▸ **Instructions for the task**
Word for word, transcribe the data below from the line with "Target: hazy background" to the line with "Exercise. Put one point on each instance of the fleece", keeping both of those lines.

▸ **Source material**
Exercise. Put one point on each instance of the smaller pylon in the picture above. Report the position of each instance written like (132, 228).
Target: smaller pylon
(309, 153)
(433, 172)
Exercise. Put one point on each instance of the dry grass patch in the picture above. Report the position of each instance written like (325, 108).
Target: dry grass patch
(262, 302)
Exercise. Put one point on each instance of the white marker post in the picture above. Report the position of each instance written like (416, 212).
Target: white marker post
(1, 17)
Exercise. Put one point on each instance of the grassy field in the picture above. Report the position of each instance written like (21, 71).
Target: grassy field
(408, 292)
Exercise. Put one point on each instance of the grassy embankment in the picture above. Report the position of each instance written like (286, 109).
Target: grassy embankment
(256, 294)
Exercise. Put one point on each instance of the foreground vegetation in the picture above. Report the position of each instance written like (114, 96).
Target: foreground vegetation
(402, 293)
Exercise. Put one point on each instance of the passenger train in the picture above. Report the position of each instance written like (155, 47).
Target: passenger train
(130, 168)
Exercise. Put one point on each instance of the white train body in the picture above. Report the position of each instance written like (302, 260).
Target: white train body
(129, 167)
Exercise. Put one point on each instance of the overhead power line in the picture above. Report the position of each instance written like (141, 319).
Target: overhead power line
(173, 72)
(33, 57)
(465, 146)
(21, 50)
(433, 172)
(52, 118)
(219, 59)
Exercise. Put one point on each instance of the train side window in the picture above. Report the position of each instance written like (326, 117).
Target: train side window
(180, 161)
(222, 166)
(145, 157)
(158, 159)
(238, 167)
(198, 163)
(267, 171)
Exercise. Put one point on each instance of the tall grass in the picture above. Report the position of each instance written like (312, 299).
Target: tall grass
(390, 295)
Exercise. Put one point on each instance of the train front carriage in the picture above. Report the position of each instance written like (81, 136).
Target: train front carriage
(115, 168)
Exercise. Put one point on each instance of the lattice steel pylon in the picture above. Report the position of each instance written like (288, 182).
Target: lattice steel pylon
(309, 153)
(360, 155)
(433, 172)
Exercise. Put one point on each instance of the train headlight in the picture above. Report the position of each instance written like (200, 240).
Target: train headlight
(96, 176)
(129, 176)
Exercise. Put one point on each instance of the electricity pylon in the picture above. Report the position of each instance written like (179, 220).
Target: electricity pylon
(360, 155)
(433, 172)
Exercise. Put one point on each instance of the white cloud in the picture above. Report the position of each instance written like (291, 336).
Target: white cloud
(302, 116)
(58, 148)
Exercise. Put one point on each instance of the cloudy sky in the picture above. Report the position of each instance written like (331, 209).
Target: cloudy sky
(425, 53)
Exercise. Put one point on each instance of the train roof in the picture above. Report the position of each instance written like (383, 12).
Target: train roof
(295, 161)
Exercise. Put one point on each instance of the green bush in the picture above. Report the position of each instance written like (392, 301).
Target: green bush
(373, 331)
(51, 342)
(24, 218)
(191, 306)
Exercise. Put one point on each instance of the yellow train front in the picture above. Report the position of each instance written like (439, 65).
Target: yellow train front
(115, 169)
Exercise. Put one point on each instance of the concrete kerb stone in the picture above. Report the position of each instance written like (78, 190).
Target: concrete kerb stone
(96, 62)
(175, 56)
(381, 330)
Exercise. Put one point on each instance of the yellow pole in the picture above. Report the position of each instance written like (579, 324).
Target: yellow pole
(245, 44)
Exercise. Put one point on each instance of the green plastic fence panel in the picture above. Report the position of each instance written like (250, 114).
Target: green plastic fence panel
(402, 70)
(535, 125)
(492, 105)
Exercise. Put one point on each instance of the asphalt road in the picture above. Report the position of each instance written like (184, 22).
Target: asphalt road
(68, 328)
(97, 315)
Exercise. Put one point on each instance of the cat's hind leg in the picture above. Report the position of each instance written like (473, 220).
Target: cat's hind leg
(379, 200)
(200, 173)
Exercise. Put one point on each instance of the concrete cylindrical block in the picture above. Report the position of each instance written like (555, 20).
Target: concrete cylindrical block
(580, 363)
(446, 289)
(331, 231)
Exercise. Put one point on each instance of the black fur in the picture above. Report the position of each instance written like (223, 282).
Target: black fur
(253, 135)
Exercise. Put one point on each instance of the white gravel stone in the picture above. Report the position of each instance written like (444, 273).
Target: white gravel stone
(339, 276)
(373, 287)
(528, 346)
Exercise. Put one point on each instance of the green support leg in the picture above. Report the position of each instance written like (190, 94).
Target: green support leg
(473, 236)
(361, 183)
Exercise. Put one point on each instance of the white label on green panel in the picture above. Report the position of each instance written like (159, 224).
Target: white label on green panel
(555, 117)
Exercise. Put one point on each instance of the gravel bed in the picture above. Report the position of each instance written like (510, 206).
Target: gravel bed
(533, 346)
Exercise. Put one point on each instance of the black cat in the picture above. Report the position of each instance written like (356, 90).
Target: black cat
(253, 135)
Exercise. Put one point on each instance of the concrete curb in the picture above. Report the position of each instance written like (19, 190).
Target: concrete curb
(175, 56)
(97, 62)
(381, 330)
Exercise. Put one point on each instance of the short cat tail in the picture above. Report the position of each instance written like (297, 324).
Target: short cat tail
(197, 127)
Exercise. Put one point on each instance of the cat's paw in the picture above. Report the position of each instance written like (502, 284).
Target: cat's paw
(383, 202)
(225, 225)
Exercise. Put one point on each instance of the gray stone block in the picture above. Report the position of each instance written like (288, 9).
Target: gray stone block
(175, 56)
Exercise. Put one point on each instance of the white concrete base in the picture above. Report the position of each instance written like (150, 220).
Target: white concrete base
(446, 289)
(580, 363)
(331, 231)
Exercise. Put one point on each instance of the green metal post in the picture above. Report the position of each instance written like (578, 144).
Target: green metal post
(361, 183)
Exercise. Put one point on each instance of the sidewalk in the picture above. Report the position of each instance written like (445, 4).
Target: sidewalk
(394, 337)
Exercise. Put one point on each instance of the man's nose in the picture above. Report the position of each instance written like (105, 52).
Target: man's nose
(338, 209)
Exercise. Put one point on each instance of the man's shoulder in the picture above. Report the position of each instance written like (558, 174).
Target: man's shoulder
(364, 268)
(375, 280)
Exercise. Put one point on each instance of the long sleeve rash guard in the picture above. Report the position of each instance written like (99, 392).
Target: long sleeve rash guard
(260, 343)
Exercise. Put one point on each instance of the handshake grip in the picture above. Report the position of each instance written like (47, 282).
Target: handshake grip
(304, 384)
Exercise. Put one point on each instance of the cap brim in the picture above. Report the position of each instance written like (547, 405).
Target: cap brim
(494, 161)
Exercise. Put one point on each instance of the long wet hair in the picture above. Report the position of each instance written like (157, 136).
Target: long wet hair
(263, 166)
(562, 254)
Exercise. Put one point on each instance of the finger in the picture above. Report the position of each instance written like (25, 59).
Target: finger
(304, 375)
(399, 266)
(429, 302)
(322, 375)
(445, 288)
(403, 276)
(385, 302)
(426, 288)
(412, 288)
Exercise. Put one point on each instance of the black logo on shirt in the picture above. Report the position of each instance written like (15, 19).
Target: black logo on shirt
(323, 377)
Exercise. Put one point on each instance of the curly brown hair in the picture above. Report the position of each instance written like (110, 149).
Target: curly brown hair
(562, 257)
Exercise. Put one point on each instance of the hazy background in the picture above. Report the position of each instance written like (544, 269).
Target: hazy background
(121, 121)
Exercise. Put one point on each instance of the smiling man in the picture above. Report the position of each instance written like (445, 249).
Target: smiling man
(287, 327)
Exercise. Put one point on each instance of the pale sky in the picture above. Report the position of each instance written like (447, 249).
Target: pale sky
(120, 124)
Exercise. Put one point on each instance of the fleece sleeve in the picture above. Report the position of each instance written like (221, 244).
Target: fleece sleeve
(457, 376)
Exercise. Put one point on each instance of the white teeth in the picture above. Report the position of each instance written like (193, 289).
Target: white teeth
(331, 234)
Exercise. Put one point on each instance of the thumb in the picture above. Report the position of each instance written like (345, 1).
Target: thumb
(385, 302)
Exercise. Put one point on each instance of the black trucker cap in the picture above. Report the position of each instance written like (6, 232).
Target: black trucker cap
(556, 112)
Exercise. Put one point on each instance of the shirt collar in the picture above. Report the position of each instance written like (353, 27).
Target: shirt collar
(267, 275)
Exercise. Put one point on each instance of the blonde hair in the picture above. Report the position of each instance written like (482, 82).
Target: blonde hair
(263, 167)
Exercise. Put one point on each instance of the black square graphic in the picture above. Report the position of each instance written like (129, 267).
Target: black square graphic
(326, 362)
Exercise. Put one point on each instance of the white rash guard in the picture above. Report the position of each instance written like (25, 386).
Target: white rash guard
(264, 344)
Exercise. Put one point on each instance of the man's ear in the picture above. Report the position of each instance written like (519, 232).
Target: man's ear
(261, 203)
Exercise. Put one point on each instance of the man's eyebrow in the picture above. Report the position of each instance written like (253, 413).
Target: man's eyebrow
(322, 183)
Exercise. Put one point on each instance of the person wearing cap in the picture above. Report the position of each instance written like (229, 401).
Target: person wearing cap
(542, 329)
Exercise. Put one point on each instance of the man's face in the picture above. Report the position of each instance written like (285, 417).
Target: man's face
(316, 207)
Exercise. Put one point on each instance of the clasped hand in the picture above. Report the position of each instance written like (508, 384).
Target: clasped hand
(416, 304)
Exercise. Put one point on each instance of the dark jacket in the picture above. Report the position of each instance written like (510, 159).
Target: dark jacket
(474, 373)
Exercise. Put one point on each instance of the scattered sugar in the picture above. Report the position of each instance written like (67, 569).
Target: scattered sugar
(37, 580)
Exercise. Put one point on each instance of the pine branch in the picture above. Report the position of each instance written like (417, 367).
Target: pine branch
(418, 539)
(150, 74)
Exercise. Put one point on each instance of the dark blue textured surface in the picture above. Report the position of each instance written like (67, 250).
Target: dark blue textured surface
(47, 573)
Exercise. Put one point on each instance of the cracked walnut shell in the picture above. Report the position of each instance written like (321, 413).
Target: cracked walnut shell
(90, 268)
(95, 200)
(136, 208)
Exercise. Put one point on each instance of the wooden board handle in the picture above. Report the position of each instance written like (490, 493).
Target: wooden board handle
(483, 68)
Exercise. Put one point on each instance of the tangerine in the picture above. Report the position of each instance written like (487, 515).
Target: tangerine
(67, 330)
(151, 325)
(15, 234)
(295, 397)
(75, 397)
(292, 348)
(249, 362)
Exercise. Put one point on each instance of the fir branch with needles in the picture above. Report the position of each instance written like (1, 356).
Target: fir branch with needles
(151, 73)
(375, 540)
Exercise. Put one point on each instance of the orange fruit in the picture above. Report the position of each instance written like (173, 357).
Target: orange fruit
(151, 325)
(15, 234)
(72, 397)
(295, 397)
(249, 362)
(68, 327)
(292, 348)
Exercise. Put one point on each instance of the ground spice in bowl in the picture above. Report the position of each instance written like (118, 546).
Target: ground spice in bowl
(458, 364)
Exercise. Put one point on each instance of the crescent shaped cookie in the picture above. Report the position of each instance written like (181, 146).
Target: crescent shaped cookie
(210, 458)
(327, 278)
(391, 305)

▸ **Written answer**
Target: hazy background
(121, 121)
Exercise. Put one point on each instance of the smiling man in the picture above. Report the position of each instance written like (445, 249).
Target: smiling man
(287, 327)
Exercise. Put one point on each instance of the pale sky in the picture above. Report the position of each instance written like (447, 249).
Target: pale sky
(120, 124)
Exercise. Put one point on each instance of the fleece sleeve in the picture above. Report the position of each instance written like (221, 244).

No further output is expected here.